> [STATED TASK] Can you rewrite the lines running from the line with "Mark the rectangular" up to and including the line with "Query: rectangular niche in wall", substituting "recess" for "niche" and leaving everything else unchanged?

=== DATASET EXTRACT ===

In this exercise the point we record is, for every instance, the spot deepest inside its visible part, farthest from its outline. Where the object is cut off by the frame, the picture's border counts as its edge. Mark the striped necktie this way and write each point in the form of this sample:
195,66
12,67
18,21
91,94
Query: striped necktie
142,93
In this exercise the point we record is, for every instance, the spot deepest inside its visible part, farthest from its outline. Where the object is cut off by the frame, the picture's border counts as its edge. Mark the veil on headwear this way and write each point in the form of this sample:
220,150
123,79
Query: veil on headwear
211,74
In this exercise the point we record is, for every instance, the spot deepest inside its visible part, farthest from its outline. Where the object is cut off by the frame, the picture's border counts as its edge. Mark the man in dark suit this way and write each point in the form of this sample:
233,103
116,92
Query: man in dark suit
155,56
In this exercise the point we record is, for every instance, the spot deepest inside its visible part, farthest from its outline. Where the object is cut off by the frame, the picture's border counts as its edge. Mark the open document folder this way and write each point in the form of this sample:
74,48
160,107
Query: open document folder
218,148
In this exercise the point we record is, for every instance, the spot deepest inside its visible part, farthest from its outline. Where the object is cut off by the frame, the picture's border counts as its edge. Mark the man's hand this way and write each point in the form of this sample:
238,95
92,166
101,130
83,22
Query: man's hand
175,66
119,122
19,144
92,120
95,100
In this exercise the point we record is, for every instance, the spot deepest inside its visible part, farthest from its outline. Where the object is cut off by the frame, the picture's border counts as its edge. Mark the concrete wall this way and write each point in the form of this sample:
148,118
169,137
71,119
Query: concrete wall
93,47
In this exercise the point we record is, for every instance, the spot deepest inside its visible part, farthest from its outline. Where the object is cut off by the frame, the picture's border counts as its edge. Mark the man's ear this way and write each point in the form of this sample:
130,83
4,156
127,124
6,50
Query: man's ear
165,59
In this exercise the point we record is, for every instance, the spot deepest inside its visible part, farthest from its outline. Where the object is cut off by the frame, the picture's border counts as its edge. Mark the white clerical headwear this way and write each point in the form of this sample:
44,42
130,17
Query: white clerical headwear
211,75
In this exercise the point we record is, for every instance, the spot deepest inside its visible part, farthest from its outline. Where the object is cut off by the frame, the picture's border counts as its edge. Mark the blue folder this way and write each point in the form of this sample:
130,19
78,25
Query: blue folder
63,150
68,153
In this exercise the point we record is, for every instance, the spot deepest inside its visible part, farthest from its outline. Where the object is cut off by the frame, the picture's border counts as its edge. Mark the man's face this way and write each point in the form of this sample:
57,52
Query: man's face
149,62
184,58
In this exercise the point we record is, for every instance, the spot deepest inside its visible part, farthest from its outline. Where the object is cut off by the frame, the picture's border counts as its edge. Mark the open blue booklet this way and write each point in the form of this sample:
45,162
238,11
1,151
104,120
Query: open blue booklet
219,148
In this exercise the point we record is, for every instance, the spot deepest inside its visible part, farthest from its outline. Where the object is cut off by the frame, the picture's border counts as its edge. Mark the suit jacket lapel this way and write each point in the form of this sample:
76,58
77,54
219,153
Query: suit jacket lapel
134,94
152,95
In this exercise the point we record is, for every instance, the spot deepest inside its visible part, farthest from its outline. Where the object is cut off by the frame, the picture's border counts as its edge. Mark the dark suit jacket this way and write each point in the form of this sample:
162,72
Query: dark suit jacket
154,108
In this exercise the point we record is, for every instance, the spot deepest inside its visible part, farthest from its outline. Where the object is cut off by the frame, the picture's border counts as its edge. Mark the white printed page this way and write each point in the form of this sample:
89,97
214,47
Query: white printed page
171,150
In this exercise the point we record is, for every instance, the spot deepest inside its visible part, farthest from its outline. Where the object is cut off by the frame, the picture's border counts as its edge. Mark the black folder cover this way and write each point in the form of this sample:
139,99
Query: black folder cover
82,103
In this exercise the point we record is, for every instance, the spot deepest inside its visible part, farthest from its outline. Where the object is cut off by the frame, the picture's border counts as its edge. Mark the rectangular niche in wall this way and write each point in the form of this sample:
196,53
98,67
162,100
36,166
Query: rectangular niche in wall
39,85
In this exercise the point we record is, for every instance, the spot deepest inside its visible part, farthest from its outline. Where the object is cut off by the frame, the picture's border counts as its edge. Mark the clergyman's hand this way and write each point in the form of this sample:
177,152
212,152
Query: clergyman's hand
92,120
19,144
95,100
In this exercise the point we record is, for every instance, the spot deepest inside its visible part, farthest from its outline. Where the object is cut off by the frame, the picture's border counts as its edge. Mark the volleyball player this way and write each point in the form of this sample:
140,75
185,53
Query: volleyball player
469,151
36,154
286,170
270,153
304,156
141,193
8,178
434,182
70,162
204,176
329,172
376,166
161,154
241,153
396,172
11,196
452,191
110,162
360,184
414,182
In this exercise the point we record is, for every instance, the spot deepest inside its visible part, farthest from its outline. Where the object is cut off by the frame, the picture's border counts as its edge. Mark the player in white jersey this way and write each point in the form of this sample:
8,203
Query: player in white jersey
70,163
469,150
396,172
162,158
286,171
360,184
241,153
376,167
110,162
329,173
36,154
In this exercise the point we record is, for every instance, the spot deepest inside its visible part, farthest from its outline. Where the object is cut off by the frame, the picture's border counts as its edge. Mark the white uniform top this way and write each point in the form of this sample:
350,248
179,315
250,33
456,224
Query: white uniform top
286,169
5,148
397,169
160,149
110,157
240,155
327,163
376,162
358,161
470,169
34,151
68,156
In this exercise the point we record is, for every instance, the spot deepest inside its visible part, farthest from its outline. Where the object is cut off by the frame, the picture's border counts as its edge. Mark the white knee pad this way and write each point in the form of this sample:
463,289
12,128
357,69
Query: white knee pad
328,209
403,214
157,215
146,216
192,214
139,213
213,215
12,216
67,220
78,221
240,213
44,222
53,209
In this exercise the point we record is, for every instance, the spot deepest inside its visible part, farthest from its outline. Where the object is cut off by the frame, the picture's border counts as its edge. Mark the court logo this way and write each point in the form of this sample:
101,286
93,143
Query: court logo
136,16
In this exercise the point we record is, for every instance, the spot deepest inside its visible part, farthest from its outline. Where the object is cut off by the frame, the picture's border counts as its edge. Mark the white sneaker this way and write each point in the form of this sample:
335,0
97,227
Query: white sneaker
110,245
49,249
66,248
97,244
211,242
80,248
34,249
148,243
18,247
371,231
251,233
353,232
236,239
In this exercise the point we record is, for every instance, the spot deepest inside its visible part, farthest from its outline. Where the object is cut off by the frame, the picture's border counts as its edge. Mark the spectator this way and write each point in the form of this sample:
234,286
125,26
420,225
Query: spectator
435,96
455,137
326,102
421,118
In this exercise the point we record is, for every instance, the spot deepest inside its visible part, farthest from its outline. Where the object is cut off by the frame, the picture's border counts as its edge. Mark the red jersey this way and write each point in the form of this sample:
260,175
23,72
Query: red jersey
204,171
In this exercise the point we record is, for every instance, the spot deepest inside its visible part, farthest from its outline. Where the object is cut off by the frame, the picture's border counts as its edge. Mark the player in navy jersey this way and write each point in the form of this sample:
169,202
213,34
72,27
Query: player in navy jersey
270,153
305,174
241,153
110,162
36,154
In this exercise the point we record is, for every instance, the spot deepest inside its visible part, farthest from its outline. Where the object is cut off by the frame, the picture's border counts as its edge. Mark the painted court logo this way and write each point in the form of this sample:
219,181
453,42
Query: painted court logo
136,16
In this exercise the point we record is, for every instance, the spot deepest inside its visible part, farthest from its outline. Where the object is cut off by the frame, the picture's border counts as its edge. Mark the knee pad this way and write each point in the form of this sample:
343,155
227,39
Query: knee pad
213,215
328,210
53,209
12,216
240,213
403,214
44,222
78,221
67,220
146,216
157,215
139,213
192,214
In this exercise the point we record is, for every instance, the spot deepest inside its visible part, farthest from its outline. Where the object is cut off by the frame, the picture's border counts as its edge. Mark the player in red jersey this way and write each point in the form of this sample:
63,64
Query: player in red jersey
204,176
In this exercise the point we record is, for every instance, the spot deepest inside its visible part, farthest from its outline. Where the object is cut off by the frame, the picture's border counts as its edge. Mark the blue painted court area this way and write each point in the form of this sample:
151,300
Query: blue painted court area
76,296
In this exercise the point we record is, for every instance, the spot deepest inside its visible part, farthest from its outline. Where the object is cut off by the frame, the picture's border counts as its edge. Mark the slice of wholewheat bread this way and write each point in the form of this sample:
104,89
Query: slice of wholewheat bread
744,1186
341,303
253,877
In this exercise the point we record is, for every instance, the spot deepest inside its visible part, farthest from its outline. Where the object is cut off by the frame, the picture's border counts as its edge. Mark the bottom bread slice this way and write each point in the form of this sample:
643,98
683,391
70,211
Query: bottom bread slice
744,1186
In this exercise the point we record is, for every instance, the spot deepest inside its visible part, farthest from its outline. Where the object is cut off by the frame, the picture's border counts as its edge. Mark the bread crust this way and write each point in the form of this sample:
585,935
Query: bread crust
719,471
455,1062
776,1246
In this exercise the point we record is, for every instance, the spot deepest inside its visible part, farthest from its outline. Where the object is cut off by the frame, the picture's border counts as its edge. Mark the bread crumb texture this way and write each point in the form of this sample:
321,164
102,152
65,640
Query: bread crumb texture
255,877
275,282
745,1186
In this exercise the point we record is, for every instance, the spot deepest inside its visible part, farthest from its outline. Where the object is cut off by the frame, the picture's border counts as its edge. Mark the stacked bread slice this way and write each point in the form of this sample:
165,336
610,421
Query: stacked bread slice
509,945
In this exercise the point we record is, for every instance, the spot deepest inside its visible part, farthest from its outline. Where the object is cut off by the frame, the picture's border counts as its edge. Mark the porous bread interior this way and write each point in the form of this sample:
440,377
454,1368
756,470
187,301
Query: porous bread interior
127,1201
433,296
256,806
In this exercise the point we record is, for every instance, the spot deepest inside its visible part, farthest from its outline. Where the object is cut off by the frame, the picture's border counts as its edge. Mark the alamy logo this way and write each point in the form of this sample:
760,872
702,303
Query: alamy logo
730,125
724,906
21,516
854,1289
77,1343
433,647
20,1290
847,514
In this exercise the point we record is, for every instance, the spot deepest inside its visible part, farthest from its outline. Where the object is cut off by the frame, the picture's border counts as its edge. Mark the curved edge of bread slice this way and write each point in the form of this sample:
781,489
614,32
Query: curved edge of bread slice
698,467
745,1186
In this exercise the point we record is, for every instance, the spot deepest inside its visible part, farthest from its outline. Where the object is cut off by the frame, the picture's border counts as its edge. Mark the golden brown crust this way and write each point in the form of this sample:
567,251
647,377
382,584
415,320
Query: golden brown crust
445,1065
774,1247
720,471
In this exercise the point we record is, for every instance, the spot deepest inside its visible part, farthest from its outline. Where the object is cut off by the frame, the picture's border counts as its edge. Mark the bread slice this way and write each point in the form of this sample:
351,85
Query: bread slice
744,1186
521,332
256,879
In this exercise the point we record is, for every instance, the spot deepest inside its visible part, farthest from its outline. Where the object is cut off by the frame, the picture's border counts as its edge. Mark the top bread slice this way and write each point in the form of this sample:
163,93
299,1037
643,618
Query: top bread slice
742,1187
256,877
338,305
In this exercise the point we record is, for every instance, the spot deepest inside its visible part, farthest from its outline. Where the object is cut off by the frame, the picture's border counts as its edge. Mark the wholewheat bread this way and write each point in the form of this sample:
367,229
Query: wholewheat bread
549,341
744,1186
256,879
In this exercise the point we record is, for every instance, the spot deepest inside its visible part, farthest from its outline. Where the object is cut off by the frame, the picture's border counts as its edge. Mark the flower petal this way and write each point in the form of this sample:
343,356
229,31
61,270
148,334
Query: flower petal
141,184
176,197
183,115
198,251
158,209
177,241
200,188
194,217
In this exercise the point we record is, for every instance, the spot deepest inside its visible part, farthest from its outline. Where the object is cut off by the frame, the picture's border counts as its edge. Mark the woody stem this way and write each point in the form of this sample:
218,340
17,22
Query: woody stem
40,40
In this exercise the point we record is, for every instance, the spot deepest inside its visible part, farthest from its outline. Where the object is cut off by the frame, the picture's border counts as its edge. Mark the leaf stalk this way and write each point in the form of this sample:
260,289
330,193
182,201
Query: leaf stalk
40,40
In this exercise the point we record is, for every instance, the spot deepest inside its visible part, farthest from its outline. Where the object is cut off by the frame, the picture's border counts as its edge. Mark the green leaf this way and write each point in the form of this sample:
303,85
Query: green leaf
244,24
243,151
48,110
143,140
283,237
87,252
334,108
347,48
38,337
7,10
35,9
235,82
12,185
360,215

===

> [FINISHED ANSWER]
In this exercise the point we record is, for every instance, the spot deepest inside its visible part, farthest from its outline. Where the object is cut off by the frame, the picture's border counts as its edge. Mark the rectangular recess in wall this way and write each point in the form of this sample:
196,53
98,67
162,100
36,166
Query: rectangular recess in wall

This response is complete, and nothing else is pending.